◆ **Exercice court**
Reprenez le texte ci-dessous sur Papa Wemba et la Sape après sa dernière phrase, et poursuivez-en la rédaction.

De l’autre côté de la rive droite du fleuve Congo où il avait ses habitudes, le chef coutumier du village Molokaï sait combien Brazzaville lui rendait les civilités. Il passait par Brazzaville pour gagner Paris, et regagnait Kinshasa via Brazzaville. Parce qu’il savait accrocher les Brazzavillois, savait conter la vie avec gaîté, avait l’art de valoriser tout à la fois son talent musical, sa mise vestimentaire, son lingala du milieu. Et il a su s’adapter aux parcours de sa carrière de musicien accompli, devenant inclassable pour ses contemporains. A ce titre, on ne pouvait dire de Papa Wemba qu’il chantait mieux que l’un ou l’autre grand nom de la rumba établi à Brazza ou à Kin ; on ne pouvait non plus dire qu’il n’arrivait pas à la cheville de tel ou tel autre musicien de sa génération. Non, il avait sa place et cela suffisait de le considérer dans son gabarit exceptionnel.

Roi de la Rumba, mais aussi de la Sape, Papa Wemba ne tarissait pas d’éloges pour les grands noms de la mode, des Italiens, aux Anglais et passant par les Japonais. De ses amitiés avec Strervos Niarcos, il retint le conseil, disons la consigne inviolable des guides spirtuels de la réligion Kitendi, parmi lesquels Koko Waya et Kula Mambo. Ces Nkaka ou "grands pêtres" recommandaient en toute circonstance à leurs idoles de : « s’habiller, s’habiller, toujours s’habiller, et bien !» Son sociétaire dans Viva la Musica avant de voler de ses propres ailes avec Victoria Eleyson, King Kester Emeneya vouait à Papa Wemba une considération de tous les instants sur ce plan de la Sape. Il l’appelait « l’ancêtre », en quelque sorte le grand héritier de la chose. On savait Emeneya polémiste en matière de Sape et de réussite musicale. Il « allumait » littéralement les plateaux de télévision, revendiquant pour ce qui concerne la société des ambianceurs et des personnes élégantes le deuxième rang de plus grand sapeur des musiciens de Kinshasa après son « ancêtre ». Emeneya disait avoir révolutionné la rumba.

◆ **Liste des données**
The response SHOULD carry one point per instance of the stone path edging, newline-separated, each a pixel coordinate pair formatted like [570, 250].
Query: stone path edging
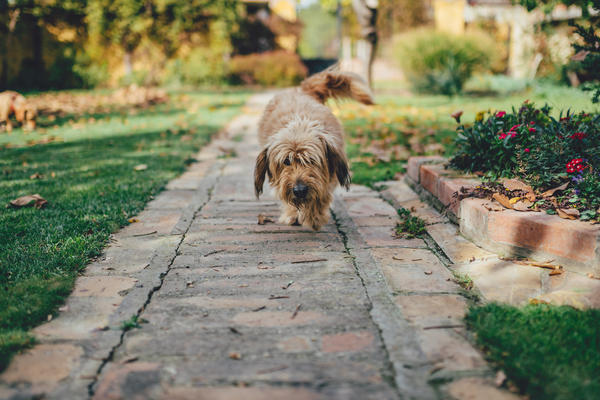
==
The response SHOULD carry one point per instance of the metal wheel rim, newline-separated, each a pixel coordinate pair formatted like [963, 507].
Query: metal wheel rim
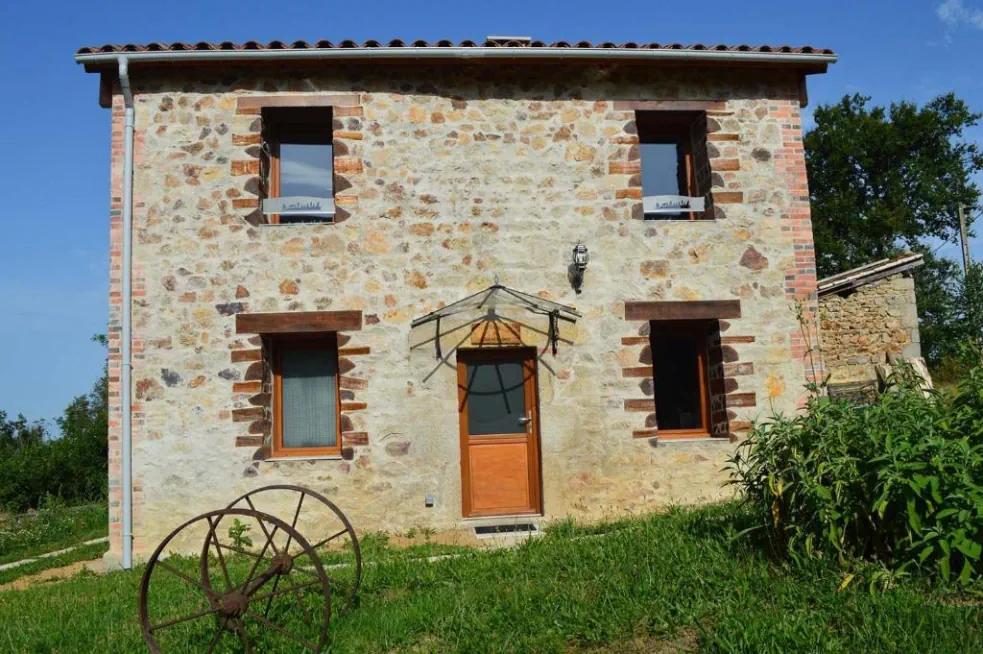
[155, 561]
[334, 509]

◆ **Réponse**
L’autre dimension par laquelle Papa Wemba jouait les inimitables, c’était la liste de ses surnoms. Se définissant volontiers comme un Yankee (homme branché), il revêtit tour à tour les chapeaux de Nkuru Yaka, Ekumani, M’Zée, Mwalimu, Jules-Presley, Bakala Dia Kuba, Vieux Bokul, Grand Maya, Elombe, chef coutumier, Formateur des idoles. Au point de faire s’éclipser ses noms de naissance Jules Shungu Wembadio Pene Kikumba. Il était sur ce point en symbiose avec Strervos Niarcos Mukaravia Eddie-Barra, né Andrien Mombele Samba Ngatshie et de José Kadima Kula Mambo dit Mwatu Kumwata.

Ecoutez la chanson « Proclamation » (1984), vous saurez chez qui Papa Wemba prenait costumes, chemises, cravates et chaussures ; écoutez « Kaokokokorobo » vous apprendrez dans la langue des « Yankee » que ce titre en forme d’onomatopée signifie «  Notre père qui es aux cieux ». Il en fit lui-même la révélation à l’émission Karibu variétés animée sur la chaîne de la télévision nationale de son pays par le chroniqueur musical émérite Manda Tchebwa Tchamalu. Nous sommes sans doute en 2001. Et Wemba a continué sa carrière avec le même sourire large, la même gaîté, la même joie de vivre comme depuis toujours. Jusqu’au jour fatidique de la scène d’Anoumabo, à Abidjan, cette ville ivoirienne animée qu’il aimait tant, qu’il avait tant honorée dans ses chansons. Mercredi, il rejoindra les siens pour l’éternité.
Adieu l’artiste !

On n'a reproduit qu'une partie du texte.